**Set of tasks:**
• a. According to the OriGene page, how many specialized tools does the system integrate?
• b. Please copy word for word the part of the OriGene page that opens with the words containing "Lifecycle stages Hypothesis" and closes with "and clinical data)".
• c. Continue the OriGene page from its final sentence onward.

OriGene

Self-evolving multi-agent system framed as a “virtual disease biologist” that autonomously generates and prioritizes mechanistically grounded therapeutic-target hypotheses by reasoning across genomics, protein networks, pharmacology, clinical records, and literature.

   
Affiliation Global Institute of Future Technology, Shanghai Jiao Tong University (GENTEL Lab) (paper)
First introduced 2025-06 (bioRxiv preprint, posted 2025-06-06)
Lifecycle stages Hypothesis (generates and prioritizes target-discovery hypotheses), Analysis (interprets multi-omics, perturbation, and clinical data)
Autonomy level Semi-autonomous — the self-evolving loop incorporates human and experimental feedback, and target validation is performed by humans in patient-derived models
Domain focus Therapeutic target discovery and drug development
Availability Open source — GitHub (custom/non-standard license)

Approach

OriGene is a self-evolving multi-agent system that integrates over 600 specialized tools and curated biomedical databases through a Model Context Protocol (MCP), enabling reasoning across genomics, transcriptomics, proteomics, protein networks, pharmacology, clinical records, and literature evidence. A knowledge-graph-based Tool RAG combined with an agent-selection mechanism drives dynamic, context-aware tool deployment, so that the system selects the appropriate tools and analytical protocols for each target-discovery query.

A self-evolving framework continuously assimilates human and experimental feedback to iteratively refine the system’s core thinking templates, tool composition, and analytical protocols, with the stated aim of improving accuracy and adaptability over time. The system autonomously generates and prioritizes therapeutic-target hypotheses by analyzing functional interaction networks, disease ontologies, perturbation data, and literature-derived evidence.

**Dataset extract:**
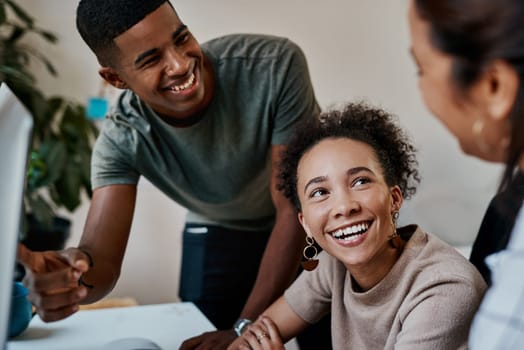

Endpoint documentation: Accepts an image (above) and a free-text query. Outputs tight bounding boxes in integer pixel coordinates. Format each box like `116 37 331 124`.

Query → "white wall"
19 0 501 303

**Responses to the tasks:**
• a. Over 600 specialized tools.

• b.
Lifecycle stages Hypothesis (generates and prioritizes target-discovery hypotheses), Analysis (interprets multi-omics, perturbation, and clinical data)

• c.
Validation

OriGene is evaluated on TRQA, an original benchmark of over 1,900 expert-level question-answer pairs spanning diverse diseases and target classes. TRQA splits into TRQA-lit (172 multiple-choice plus 1,108 short-answer items covering fundamental biology, disease biology, clinical medicine, and pharmacology) and TRQA-db (641 short-answer items on drug R&D pipelines and clinical trials). The authors report that OriGene outperforms human experts, leading research agents, and state-of-the-art LLMs on accuracy, recall, and robustness, particularly under data sparsity or noise.

Beyond the benchmark, OriGene nominated two previously underexplored therapeutic targets — GPR160 for liver cancer and ARG2 for colorectal cancer — both of which demonstrated significant anti-tumor activity in patient-derived organoid and tumor-fragment models mirroring human clinical exposures.

Notable results

  • Wet-lab validation of two agent-nominated targets (GPR160 in liver cancer; ARG2 in colorectal cancer) showing anti-tumor activity in patient-derived organoid and tumor-fragment models.
  • Reported to outperform human experts and SOTA LLMs on the 1,921-pair TRQA expert benchmark, especially under data-sparse or noisy conditions.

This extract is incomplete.